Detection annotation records
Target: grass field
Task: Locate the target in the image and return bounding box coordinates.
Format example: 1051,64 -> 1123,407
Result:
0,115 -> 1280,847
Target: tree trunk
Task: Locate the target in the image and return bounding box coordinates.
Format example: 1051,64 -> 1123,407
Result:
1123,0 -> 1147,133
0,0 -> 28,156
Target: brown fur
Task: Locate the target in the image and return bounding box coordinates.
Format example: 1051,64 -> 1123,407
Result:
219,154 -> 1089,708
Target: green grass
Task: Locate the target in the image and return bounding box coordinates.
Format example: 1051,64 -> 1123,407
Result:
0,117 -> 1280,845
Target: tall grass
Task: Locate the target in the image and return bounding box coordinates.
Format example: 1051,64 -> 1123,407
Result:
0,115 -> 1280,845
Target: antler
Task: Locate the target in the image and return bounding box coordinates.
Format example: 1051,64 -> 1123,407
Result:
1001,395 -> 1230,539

What to work on:
Reproduce every item above word for word, without any changes.

Answer to the problem:
Target: grass field
Task: Locate the target in the image and return bounding box coordinates.
Format example: 1051,64 -> 1123,407
Result:
0,115 -> 1280,847
Target: tree trunk
Task: Locate the target in the image and return bounding box coordinates.
Format example: 1051,64 -> 1123,407
Result:
1123,0 -> 1147,133
0,0 -> 28,156
Target: brown fur
Task: Locate the target in the image and return bounding box coordinates.
Format example: 1051,64 -> 1123,407
Result:
219,154 -> 1089,708
Target: green grass
Task: Locate the target in the image and return bounding box coordinates.
Format example: 1051,64 -> 1123,407
Result:
0,117 -> 1280,845
Target: tall grass
Task: Locate the target in the image and return bounding box coordinates.
Format example: 1051,64 -> 1123,407
Result:
0,115 -> 1280,845
Target: antler
Task: Locate the target in the image and return bounding box coordinates.
Format example: 1051,64 -> 1123,407
Result:
1001,395 -> 1230,539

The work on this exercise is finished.